● Brief: Copy the following lines character for character, keeping every line break in place.

========================

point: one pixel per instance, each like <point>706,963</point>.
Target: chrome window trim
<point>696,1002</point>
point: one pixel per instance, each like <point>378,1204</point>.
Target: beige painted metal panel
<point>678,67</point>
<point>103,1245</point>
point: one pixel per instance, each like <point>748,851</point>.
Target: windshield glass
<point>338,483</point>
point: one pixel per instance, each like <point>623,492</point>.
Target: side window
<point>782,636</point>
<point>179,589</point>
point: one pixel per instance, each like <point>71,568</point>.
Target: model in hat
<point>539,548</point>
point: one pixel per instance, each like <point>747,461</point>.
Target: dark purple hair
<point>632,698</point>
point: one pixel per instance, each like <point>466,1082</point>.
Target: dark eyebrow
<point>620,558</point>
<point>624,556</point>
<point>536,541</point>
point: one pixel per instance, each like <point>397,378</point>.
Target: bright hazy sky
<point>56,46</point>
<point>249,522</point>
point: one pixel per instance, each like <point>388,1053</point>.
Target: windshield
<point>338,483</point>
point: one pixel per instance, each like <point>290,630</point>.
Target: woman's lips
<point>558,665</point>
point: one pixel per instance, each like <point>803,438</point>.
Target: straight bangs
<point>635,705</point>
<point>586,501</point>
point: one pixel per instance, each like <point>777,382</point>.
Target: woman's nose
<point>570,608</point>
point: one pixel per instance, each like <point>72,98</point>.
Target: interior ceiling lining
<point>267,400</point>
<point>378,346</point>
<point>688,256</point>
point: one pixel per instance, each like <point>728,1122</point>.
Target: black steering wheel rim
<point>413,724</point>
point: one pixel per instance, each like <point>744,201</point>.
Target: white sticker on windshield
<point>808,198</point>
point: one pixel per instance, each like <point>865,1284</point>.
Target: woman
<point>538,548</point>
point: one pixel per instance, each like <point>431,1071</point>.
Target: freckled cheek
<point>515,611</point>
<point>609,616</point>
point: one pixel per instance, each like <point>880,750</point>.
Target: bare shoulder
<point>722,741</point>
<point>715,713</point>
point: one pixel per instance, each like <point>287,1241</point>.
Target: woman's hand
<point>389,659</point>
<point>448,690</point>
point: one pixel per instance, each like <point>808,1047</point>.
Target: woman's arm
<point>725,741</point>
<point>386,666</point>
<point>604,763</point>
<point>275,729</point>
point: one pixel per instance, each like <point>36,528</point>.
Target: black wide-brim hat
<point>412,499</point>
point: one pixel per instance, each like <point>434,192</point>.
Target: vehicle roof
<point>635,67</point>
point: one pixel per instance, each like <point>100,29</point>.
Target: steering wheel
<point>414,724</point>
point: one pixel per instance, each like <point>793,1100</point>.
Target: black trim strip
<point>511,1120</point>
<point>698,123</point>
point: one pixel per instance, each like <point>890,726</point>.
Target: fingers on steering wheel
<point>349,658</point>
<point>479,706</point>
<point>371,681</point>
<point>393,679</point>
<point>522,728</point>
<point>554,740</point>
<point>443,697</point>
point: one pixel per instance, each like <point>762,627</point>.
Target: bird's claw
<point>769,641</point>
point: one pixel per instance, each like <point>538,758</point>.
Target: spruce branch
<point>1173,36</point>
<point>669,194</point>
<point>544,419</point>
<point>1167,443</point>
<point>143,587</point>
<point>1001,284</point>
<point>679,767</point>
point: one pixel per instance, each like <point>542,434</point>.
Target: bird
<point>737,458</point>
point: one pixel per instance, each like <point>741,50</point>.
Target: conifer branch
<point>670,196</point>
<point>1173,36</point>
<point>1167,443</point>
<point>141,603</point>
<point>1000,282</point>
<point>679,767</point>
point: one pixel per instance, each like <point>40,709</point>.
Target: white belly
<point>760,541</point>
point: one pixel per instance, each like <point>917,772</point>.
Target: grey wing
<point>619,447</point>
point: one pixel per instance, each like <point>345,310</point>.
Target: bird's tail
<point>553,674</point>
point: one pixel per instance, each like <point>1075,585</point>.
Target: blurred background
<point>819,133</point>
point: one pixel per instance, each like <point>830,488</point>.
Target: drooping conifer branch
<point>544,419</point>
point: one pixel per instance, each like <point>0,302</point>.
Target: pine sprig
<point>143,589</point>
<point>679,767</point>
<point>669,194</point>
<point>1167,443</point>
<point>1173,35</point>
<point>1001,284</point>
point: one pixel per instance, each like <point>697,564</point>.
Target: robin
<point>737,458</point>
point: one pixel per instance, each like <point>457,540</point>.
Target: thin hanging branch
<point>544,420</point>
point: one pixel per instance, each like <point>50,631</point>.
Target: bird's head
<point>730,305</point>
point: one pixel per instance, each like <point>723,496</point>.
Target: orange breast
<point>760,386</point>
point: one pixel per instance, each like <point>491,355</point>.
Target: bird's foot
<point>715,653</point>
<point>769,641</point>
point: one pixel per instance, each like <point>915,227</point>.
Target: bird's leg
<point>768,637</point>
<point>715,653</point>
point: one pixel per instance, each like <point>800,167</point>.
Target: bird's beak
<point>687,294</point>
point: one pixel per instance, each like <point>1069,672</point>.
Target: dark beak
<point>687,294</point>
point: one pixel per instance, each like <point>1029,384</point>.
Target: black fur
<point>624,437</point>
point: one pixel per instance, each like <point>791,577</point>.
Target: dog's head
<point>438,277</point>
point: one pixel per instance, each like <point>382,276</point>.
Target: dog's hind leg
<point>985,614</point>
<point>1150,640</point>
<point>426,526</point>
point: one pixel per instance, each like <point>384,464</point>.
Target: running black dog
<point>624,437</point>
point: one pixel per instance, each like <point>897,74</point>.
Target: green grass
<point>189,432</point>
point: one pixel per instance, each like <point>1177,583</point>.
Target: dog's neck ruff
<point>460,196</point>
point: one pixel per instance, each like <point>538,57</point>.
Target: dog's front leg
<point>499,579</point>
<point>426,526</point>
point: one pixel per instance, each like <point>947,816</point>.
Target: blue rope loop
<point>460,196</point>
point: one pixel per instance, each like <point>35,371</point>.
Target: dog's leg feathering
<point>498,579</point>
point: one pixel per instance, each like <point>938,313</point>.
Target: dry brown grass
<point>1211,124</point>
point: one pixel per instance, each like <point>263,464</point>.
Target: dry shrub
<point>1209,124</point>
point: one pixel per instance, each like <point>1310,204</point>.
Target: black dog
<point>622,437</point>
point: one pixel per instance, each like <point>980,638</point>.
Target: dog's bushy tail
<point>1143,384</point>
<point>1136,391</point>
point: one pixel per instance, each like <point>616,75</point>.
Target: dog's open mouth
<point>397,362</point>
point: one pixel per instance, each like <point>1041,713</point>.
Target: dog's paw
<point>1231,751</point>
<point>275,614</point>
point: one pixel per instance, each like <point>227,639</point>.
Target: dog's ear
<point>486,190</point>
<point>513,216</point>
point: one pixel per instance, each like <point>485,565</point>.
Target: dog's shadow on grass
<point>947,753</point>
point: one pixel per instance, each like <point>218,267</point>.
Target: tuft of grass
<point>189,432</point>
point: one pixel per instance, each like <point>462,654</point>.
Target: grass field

========================

● Correct response:
point: one pixel per instance, each like <point>706,963</point>.
Target: chrome window trim
<point>696,1002</point>
point: one pixel per instance, each like <point>378,1204</point>.
Target: beige painted metal panel
<point>678,67</point>
<point>103,1245</point>
point: one pixel per instance, each like <point>748,851</point>.
Target: windshield glass
<point>338,483</point>
point: one pixel per instance, each like <point>623,492</point>.
Target: side window
<point>782,636</point>
<point>179,589</point>
point: one pixel per instance, each like <point>71,568</point>.
Target: model in hat
<point>539,548</point>
point: one pixel per instance, each like <point>747,461</point>.
Target: dark purple hair
<point>632,698</point>
point: one pixel per instance, each like <point>466,1082</point>.
Target: dark eyebrow
<point>620,558</point>
<point>624,556</point>
<point>536,541</point>
point: one pixel per instance, each like <point>397,378</point>.
Target: bright hazy sky
<point>56,46</point>
<point>249,522</point>
point: one pixel per instance, each like <point>388,1053</point>.
Target: windshield
<point>338,483</point>
point: one pixel per instance, each like <point>290,630</point>.
Target: woman's lips
<point>558,665</point>
point: one pixel per instance, each like <point>803,438</point>.
Target: straight bangs
<point>635,705</point>
<point>586,501</point>
point: one pixel per instance, each like <point>777,382</point>.
Target: woman's nose
<point>570,608</point>
point: one pixel per instance, each like <point>72,98</point>.
Target: interior ceiling lining
<point>267,400</point>
<point>378,346</point>
<point>688,256</point>
point: one pixel per instance, each like <point>728,1122</point>.
Target: black steering wheel rim
<point>413,724</point>
point: one pixel per instance, each like <point>744,201</point>.
Target: white sticker on windshield
<point>808,198</point>
point: one pixel per instance, each like <point>865,1284</point>.
Target: woman
<point>538,548</point>
point: one pixel per instance, each like <point>431,1071</point>.
Target: freckled cheek
<point>515,611</point>
<point>609,616</point>
point: one pixel per instance, each like <point>880,750</point>.
Target: bare shoulder
<point>722,741</point>
<point>715,713</point>
point: one pixel per instance, each like <point>287,1241</point>.
Target: woman's hand
<point>389,659</point>
<point>448,690</point>
point: one pixel per instance, each like <point>808,1047</point>.
Target: woman's arm
<point>725,741</point>
<point>386,666</point>
<point>604,763</point>
<point>275,729</point>
point: one pixel per instance, each like <point>36,528</point>.
Target: black wide-brim hat
<point>412,499</point>
point: one pixel per instance, each like <point>434,192</point>.
Target: vehicle roof
<point>635,67</point>
point: one pixel per instance, each like <point>100,29</point>.
Target: steering wheel
<point>414,724</point>
point: one pixel per instance, each like <point>793,1100</point>.
Target: black trim strip
<point>511,1120</point>
<point>698,123</point>
point: one pixel per instance, each like <point>890,726</point>.
Target: fingers on steering wheel
<point>349,658</point>
<point>479,706</point>
<point>371,681</point>
<point>393,679</point>
<point>522,728</point>
<point>554,740</point>
<point>443,697</point>
point: one pixel per instance, each like <point>762,627</point>.
Target: bird's claw
<point>769,641</point>
point: one pixel per instance, each like <point>538,758</point>.
Target: spruce branch
<point>1173,36</point>
<point>669,194</point>
<point>544,419</point>
<point>1167,443</point>
<point>143,587</point>
<point>1001,284</point>
<point>679,767</point>
point: one pixel per instance, each like <point>542,434</point>.
Target: bird
<point>737,458</point>
point: one pixel per instance, each like <point>741,50</point>.
Target: conifer branch
<point>670,196</point>
<point>1173,36</point>
<point>1167,443</point>
<point>141,603</point>
<point>1000,282</point>
<point>679,767</point>
point: one pixel per instance, each like <point>40,709</point>.
Target: white belly
<point>760,541</point>
point: one pixel per instance, each like <point>917,772</point>.
Target: grey wing
<point>619,447</point>
point: one pixel per instance, each like <point>345,310</point>.
Target: bird's tail
<point>553,674</point>
point: one pixel per instance, each like <point>1075,585</point>.
Target: blurred background
<point>819,133</point>
point: one pixel per instance, each like <point>830,488</point>.
Target: drooping conifer branch
<point>544,419</point>
point: one pixel per instance, each like <point>0,302</point>.
Target: pine sprig
<point>143,589</point>
<point>679,767</point>
<point>669,194</point>
<point>1167,443</point>
<point>1173,35</point>
<point>1001,284</point>
point: one pixel per instance, each like <point>697,564</point>.
Target: robin
<point>737,458</point>
point: one pixel per instance, each like <point>457,540</point>.
Target: thin hanging branch
<point>544,420</point>
point: one pixel per instance, each like <point>50,631</point>.
Target: bird's head
<point>730,305</point>
point: one pixel per instance, each like <point>723,496</point>.
Target: orange breast
<point>760,386</point>
point: one pixel per instance, each like <point>491,355</point>.
Target: bird's foot
<point>715,653</point>
<point>769,641</point>
point: one pixel per instance, each like <point>915,227</point>.
Target: bird's leg
<point>768,637</point>
<point>715,653</point>
point: one pixel per instance, each like <point>800,167</point>.
Target: bird's beak
<point>687,294</point>
point: one pixel per instance, each like <point>1069,672</point>.
Target: dark beak
<point>687,294</point>
point: one pixel per instance, each like <point>1029,384</point>.
Target: black fur
<point>624,437</point>
point: one pixel per instance, each like <point>791,577</point>.
Target: dog's head
<point>438,277</point>
point: one pixel per instance, each like <point>382,276</point>.
Target: dog's hind leg
<point>985,614</point>
<point>1150,640</point>
<point>426,526</point>
point: one pixel per instance, each like <point>384,464</point>.
Target: running black dog
<point>624,437</point>
point: one pixel per instance, each like <point>897,74</point>.
Target: green grass
<point>189,432</point>
point: one pixel per instance, each like <point>1177,583</point>.
Target: dog's neck ruff
<point>460,196</point>
point: one pixel per instance, each like <point>538,57</point>.
Target: dog's front leg
<point>499,579</point>
<point>426,526</point>
point: one pixel per instance, each like <point>947,816</point>.
Target: blue rope loop
<point>460,196</point>
point: one pixel per instance, each like <point>35,371</point>.
Target: dog's leg feathering
<point>498,579</point>
point: one pixel per instance, each like <point>938,313</point>.
Target: dry brown grass
<point>1211,124</point>
point: one pixel per instance, each like <point>263,464</point>.
Target: dry shrub
<point>1209,124</point>
point: one pixel per instance, each like <point>1310,204</point>.
Target: black dog
<point>622,437</point>
point: one pixel per instance, each like <point>980,638</point>.
Target: dog's bushy tail
<point>1143,384</point>
<point>1136,391</point>
point: one pixel per instance, each like <point>616,75</point>.
Target: dog's open mouth
<point>397,362</point>
point: one pixel per instance, each like <point>1041,713</point>.
Target: dog's paw
<point>1231,751</point>
<point>275,614</point>
point: one pixel per instance, each like <point>227,639</point>.
Target: dog's ear
<point>486,190</point>
<point>513,216</point>
point: one pixel per instance, each like <point>485,565</point>.
Target: dog's shadow on grass
<point>947,753</point>
point: one pixel per instance, each like <point>218,267</point>.
Target: tuft of grass
<point>189,432</point>
point: one pixel per instance, each like <point>462,654</point>.
Target: grass field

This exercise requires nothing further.